PROBLEM REQUIREMENTS:
Without copying any picture, return all lines below exactly.

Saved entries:

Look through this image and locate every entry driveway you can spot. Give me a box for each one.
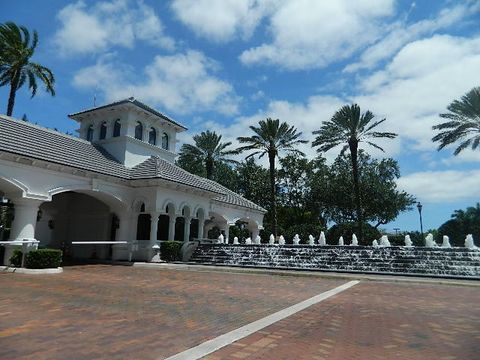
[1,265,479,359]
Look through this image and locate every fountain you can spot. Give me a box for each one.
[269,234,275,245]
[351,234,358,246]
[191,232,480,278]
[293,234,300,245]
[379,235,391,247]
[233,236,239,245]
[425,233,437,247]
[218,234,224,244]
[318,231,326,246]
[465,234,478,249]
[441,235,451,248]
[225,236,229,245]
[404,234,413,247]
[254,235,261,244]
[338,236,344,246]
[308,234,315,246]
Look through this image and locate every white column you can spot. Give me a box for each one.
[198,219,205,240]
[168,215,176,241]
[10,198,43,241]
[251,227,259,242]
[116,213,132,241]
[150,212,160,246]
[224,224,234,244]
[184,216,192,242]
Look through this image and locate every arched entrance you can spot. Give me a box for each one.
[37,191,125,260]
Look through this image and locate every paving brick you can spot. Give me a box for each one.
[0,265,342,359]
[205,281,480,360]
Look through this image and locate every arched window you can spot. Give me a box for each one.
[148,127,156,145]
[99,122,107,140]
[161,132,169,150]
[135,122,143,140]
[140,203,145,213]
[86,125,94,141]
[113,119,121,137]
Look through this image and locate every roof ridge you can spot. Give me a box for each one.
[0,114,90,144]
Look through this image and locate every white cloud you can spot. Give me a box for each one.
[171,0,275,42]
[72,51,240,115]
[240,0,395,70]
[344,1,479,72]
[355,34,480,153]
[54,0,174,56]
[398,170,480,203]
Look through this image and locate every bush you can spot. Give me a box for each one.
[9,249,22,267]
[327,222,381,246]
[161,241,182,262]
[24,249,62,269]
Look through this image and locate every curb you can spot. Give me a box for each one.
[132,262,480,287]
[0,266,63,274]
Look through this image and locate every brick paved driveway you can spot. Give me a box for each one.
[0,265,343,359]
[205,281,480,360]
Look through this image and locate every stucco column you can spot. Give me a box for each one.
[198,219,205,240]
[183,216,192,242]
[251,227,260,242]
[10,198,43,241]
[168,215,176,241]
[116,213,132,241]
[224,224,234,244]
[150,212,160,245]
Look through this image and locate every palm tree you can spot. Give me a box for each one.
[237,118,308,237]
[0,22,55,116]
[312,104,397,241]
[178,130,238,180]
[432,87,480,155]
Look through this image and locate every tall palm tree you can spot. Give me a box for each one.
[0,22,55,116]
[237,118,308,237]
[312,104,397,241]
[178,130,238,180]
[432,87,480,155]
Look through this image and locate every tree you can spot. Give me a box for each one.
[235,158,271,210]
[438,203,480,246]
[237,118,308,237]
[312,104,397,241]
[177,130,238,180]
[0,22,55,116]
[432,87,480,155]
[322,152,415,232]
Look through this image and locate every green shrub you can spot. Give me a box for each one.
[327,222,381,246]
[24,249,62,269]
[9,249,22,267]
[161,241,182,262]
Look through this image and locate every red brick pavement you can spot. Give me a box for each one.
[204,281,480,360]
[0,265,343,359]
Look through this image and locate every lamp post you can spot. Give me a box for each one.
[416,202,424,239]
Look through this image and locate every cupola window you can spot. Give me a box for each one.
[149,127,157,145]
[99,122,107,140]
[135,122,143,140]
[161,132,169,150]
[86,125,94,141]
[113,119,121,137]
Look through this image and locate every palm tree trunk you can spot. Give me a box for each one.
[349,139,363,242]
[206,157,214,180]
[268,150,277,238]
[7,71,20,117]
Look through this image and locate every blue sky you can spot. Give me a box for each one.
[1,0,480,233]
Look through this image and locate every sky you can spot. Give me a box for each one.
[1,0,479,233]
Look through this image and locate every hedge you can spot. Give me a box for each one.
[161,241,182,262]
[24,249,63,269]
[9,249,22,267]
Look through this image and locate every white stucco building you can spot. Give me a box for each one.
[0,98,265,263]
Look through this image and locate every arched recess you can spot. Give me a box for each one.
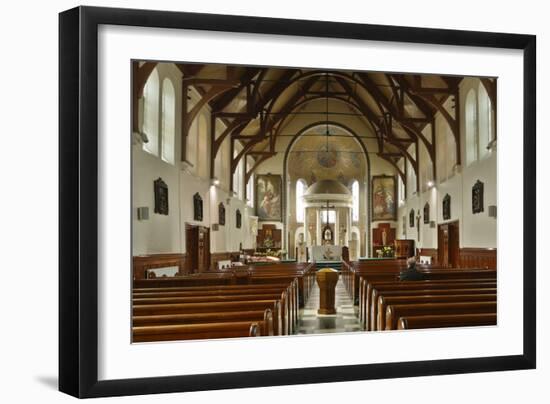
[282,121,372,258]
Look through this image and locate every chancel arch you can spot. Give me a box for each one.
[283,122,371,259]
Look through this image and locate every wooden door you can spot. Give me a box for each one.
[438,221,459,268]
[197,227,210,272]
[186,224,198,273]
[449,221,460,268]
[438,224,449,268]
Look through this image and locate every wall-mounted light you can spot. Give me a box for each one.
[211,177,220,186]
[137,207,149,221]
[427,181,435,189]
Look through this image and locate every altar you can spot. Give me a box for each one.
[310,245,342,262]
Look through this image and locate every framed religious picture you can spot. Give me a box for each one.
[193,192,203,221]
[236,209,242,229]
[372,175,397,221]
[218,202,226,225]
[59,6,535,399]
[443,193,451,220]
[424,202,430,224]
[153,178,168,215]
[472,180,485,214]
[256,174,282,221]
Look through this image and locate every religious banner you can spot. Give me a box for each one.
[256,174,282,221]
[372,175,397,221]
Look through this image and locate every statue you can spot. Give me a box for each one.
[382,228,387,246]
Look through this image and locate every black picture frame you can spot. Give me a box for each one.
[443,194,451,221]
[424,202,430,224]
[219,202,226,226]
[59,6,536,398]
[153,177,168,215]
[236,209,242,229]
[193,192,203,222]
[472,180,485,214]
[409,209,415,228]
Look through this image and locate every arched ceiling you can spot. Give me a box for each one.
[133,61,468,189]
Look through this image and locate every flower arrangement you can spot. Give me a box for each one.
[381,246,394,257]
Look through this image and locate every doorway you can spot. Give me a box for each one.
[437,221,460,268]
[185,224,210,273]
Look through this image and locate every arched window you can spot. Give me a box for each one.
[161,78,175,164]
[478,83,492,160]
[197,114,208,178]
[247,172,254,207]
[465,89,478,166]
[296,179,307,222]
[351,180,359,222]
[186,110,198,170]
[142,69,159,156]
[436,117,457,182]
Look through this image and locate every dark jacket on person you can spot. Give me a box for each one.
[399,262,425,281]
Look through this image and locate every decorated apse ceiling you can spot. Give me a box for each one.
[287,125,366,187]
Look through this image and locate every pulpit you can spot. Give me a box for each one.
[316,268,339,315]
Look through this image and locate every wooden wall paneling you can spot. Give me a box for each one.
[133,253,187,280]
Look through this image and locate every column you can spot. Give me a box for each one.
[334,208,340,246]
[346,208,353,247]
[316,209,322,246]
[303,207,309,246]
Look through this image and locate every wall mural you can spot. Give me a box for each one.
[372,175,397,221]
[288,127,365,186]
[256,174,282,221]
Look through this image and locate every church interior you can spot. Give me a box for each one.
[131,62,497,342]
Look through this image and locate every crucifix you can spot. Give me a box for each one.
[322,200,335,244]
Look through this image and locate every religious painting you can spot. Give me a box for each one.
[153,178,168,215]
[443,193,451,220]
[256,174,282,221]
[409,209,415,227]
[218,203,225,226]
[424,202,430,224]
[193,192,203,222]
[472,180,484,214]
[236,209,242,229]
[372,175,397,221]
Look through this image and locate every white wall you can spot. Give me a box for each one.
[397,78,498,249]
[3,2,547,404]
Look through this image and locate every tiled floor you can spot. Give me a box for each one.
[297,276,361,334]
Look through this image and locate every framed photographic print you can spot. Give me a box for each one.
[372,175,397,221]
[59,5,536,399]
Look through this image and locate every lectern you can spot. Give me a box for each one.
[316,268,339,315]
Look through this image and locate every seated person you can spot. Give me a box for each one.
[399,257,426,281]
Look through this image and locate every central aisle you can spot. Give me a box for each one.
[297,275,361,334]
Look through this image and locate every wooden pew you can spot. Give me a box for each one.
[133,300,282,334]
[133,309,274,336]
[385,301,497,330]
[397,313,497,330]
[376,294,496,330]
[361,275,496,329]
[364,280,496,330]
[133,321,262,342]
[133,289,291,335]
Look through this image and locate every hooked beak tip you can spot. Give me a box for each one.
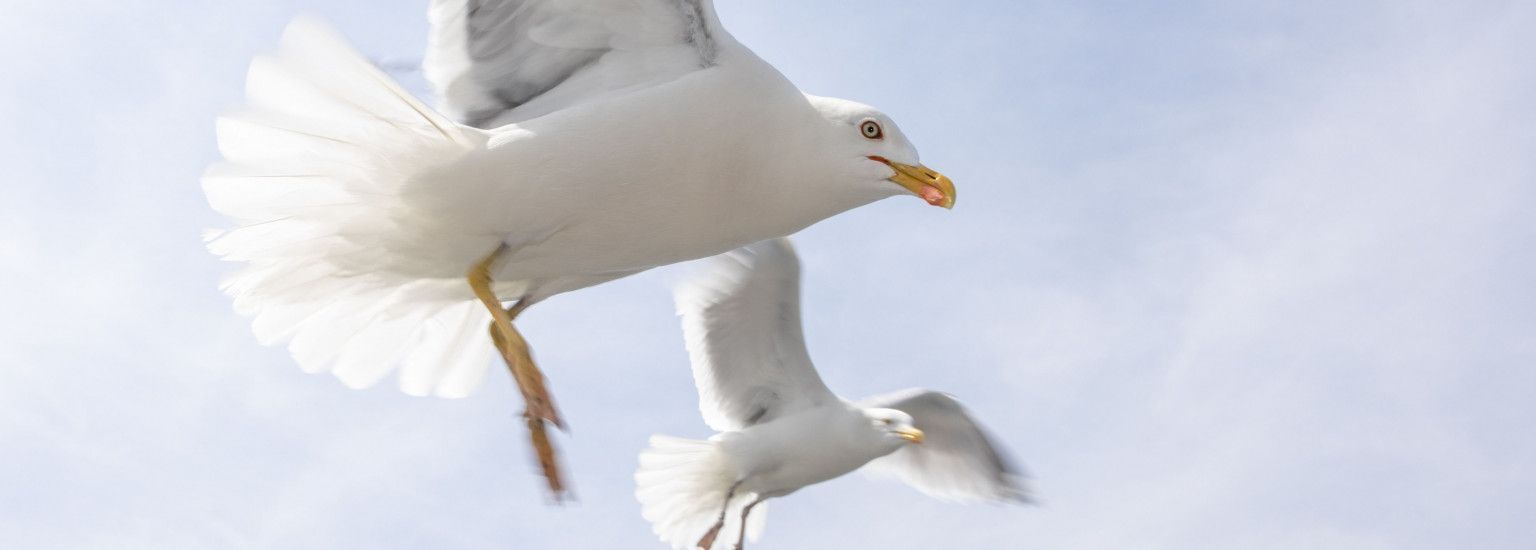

FINISHED EXERCISE:
Look through this image and locate every entry driveway you can spot. Give me a box for each one.
[1,265,479,359]
Look through this image and locate every fountain you can spot. Give me a box for each one.
[269,234,275,245]
[351,234,358,246]
[191,232,480,278]
[293,234,300,245]
[379,235,391,247]
[233,236,239,245]
[425,233,437,247]
[218,234,224,244]
[318,231,326,246]
[465,234,478,249]
[441,235,451,248]
[225,236,229,245]
[404,234,413,247]
[254,235,261,244]
[338,236,344,246]
[308,234,315,246]
Look through this image and locate every white column you can spot. Give me a box for each one.
[198,219,205,240]
[168,215,176,241]
[10,198,43,241]
[251,227,259,242]
[116,213,132,241]
[150,212,160,246]
[224,224,234,244]
[184,216,192,242]
Look through this image and locate every arched entrance you can spot. Give me a box for each one.
[37,191,125,260]
Look through this image and locate every paving brick you can spot. Give me a box for each one.
[0,265,342,359]
[205,281,480,360]
Look through this image and locate every arched window you can spot. Give me a box for each one.
[148,127,156,145]
[99,122,107,140]
[161,132,169,150]
[135,122,143,140]
[140,203,145,213]
[86,125,94,141]
[113,119,121,137]
Look through this image and locate every roof ridge you can spot. Give me a box for each one.
[0,114,90,144]
Look through this image and locate every white cloud you can spot. Give me a box for each one.
[171,0,275,42]
[72,51,240,115]
[240,0,395,70]
[344,1,479,72]
[355,34,480,153]
[54,0,174,56]
[398,170,480,203]
Look through this image and locate every bush you can spot. Give me a box for each one.
[9,249,22,267]
[327,222,381,246]
[161,241,182,262]
[24,249,62,269]
Look through this image and locate every curb you can spot. Give me a box for each one.
[132,262,480,287]
[0,266,63,274]
Look through this image and locate every brick paved driveway you can spot. Give me a box for each one.
[0,265,343,359]
[205,281,480,360]
Look through this image and locate every stucco column you can spot. Give me a box for each one.
[198,219,205,240]
[183,216,192,242]
[251,227,260,242]
[10,198,43,241]
[168,215,176,241]
[116,213,132,241]
[224,224,234,244]
[150,212,160,245]
Look through this image and locate every palm tree you can spot. Give me a box for each one.
[237,118,308,237]
[0,22,55,116]
[312,104,397,241]
[178,130,238,180]
[432,87,480,155]
Look through this image and locate every tall palm tree you can spot. Give me a box for each one.
[0,22,55,116]
[237,118,308,237]
[312,104,397,241]
[178,130,238,180]
[432,87,480,155]
Look through this image and locate every tree you can spot. Give me a box for each one.
[235,158,271,210]
[438,203,480,246]
[237,118,308,237]
[312,104,397,241]
[177,130,238,180]
[0,22,55,116]
[432,87,480,155]
[322,152,415,232]
Look through this image and locate every green shrub you can spot. Give me a box for each one.
[327,222,381,246]
[24,249,62,269]
[9,249,22,267]
[161,241,182,262]
Look through this image and locate every red brick pavement you can spot. Give me a box for each one.
[204,281,480,360]
[0,265,343,359]
Look through this image and locate every lamp post you can spot. Give me a box for each one.
[416,202,424,239]
Look through this image and locate every cupola window you can spot. Give me a box for each one.
[149,127,157,145]
[99,122,107,140]
[135,122,143,140]
[161,132,169,150]
[86,125,94,141]
[113,119,121,137]
Look through this image and locate every palm tree trunk you can spot. Give me a box for each one.
[349,139,363,242]
[206,157,214,180]
[268,150,277,238]
[7,71,20,117]
Look through this image and locate every blue sky you can spot. Give me a box for each one.
[1,0,480,233]
Look through this image and locate every sky you can spot. Give me a box for each one.
[1,0,479,233]
Look through this image and locate every hedge you can spot. Give me a box for each one.
[161,241,182,262]
[24,249,63,269]
[9,249,22,267]
Look through this image and locate every white stucco building you can spot. Give me a box for each one.
[0,98,265,263]
Look through this image and locate every arched recess you can spot. Give me a box for each one.
[282,121,372,258]
Look through this image and locate every chancel arch you can spot. Give me a box for each one.
[283,122,371,259]
Look through this image and locate every wooden door you can spot. Give me a box for each one.
[438,221,459,268]
[197,227,210,272]
[186,224,198,273]
[449,221,460,268]
[438,224,449,268]
Look through this image and locate every wall-mounted light you can spot. Give me a box for each one.
[211,177,220,186]
[137,207,149,221]
[427,181,435,189]
Look through this image and locate every altar you can spot. Give me a box for each one.
[310,245,342,262]
Look through this image and locate every framed religious picture you can spot. Give me a box for each one.
[193,192,203,221]
[236,209,242,229]
[372,175,397,221]
[218,202,226,225]
[59,6,535,399]
[443,193,451,220]
[424,202,430,224]
[153,178,168,215]
[472,180,485,214]
[256,174,282,221]
Look through this image and locate every religious banner you can spot. Give me a box for each one.
[256,174,282,221]
[372,175,397,221]
Look through this image and locate every statue you can spot. Give me a box for each one.
[382,228,387,246]
Look through this image and locate every black picture frame you can spot. Give me a box for each one.
[443,194,451,221]
[424,202,430,224]
[219,202,226,226]
[59,6,536,398]
[153,177,168,215]
[236,209,242,229]
[193,192,203,222]
[472,180,485,214]
[409,209,415,228]
Look through this image and locate every arched ceiling you can spot. Give me a box for each one.
[133,61,468,189]
Look through this image and locate every flower arrangement you can spot. Give me a box for each one.
[381,246,394,257]
Look through this image and locate every doorway you can spot. Give me a box for each one.
[437,221,460,268]
[185,224,210,273]
Look through this image and locate every arched window you can spot. Give me a box for each one.
[161,78,175,164]
[478,83,492,160]
[197,114,208,178]
[247,172,254,207]
[465,89,478,166]
[296,179,307,222]
[351,180,359,222]
[186,110,198,170]
[142,69,159,156]
[436,117,457,182]
Look through this image and locate every dark jacket on person you can spot. Give me a box for each one.
[399,262,425,281]
Look through this image and locate every decorated apse ceiling you can spot. Give me a box for each one.
[287,125,366,187]
Look through this image and locate every pulpit you can spot. Give me a box for each one.
[316,268,339,315]
Look through this image and locate every wooden wall paneling you can spot. Give me a box for each one.
[133,253,187,280]
Look through this image and locate every column you can spot. Give me a box for each one.
[334,208,340,246]
[346,208,353,247]
[316,209,322,246]
[303,207,309,246]
Look through this image and locate every wall mural you can spot. Give me a box for each one.
[372,175,397,221]
[288,127,365,186]
[256,174,282,221]
Look through this image and locate every church interior you can spot. Give me a box for each one.
[131,62,497,342]
Look through this image and locate every crucifix you can spot. Give me a box for each one.
[322,200,335,244]
Look through this image and locate every religious painting you can spot. Give me a box for each one.
[153,178,168,215]
[443,193,451,220]
[256,174,282,221]
[409,209,415,227]
[218,203,225,226]
[424,202,430,224]
[193,192,203,222]
[472,180,484,214]
[236,209,242,229]
[372,175,397,221]
Look through this image and locate every white wall you can spot. Give me a box for each one.
[397,78,498,249]
[3,2,547,404]
Look through this image and locate every tiled floor you can spot. Give me a box for each one.
[297,276,361,334]
Look through this image and locate every framed photographic print you can spot. Give me a box for each one.
[372,175,397,221]
[59,5,536,399]
Look through this image and locate every lectern you can spot. Give me a box for each one.
[316,268,339,315]
Look through this image and locate every seated person you can spot. Give me a box for each one.
[399,257,426,281]
Look through this image and locate every central aisle you can spot. Give me a box for each one.
[297,275,361,334]
Look through this image and locate every wooden pew you can spot. Give me a box for each one.
[133,300,282,334]
[133,309,274,336]
[385,301,497,330]
[397,313,497,330]
[376,294,496,330]
[361,275,496,329]
[364,280,496,330]
[133,321,262,342]
[133,289,291,335]
Look through this image and locate every hooked beak tip you can spot. Give me a box for each one.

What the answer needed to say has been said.